**BRIEF:**
Copy out all the records below, swapping every "bounding box" for "rectangle" and leaving everything else unchanged. Omit the pictures.
--- START EXCERPTED DATA ---
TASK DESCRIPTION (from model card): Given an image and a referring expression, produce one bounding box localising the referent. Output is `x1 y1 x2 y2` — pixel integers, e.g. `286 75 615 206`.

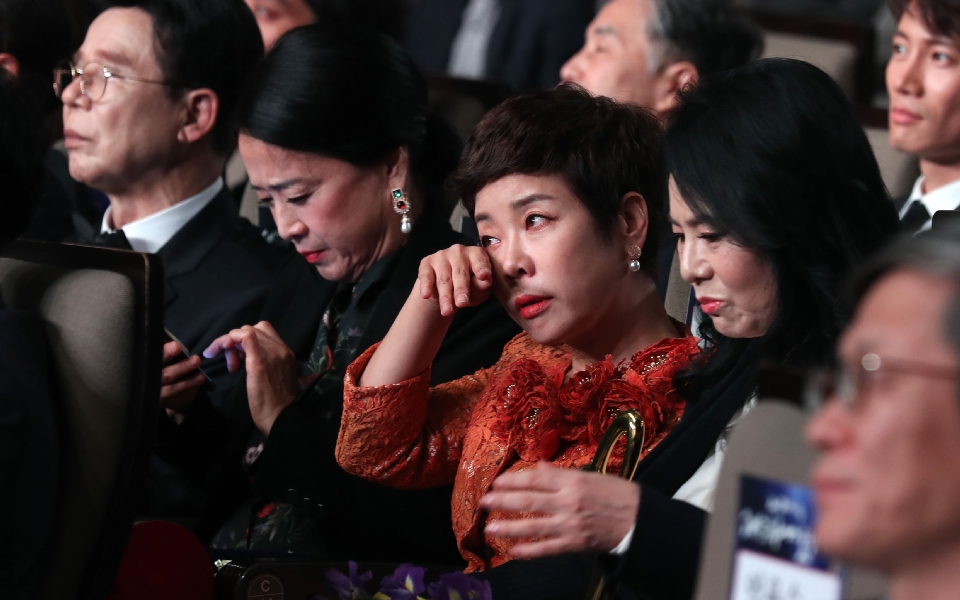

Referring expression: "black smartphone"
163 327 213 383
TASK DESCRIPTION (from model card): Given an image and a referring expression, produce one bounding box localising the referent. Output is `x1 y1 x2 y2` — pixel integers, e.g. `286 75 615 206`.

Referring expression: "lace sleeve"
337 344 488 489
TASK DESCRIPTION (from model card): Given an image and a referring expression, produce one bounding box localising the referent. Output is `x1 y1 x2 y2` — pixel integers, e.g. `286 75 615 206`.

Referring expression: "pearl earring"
--- END EXCERPTED DATA ---
**RESPONSE TO THE EXERCISE:**
TASK DESCRIPTION (from model card): Given an image and a referring expression, produce one rectangle localising the referent. Output is `x1 y1 x2 y2` — pixel integers, e.g. `286 75 615 206`.


Referring expression: "black smartphone"
163 327 213 383
TASK DESCRIPTION (from model card): Given an image and a referring expression, produce one rectangle localising the referent. Output is `x1 y1 x2 y2` — pixel integers, e.g. `286 75 615 206`.

Referring expression: "lace sleeve"
337 344 488 489
TASK DESCRIPTION (from model card): Given an image and a referring expression, produce one rectangle localising the referent. Output is `x1 y1 x2 y2` — pixel integers, e.g. `286 75 615 206`.

Referring expression: "pearl earring"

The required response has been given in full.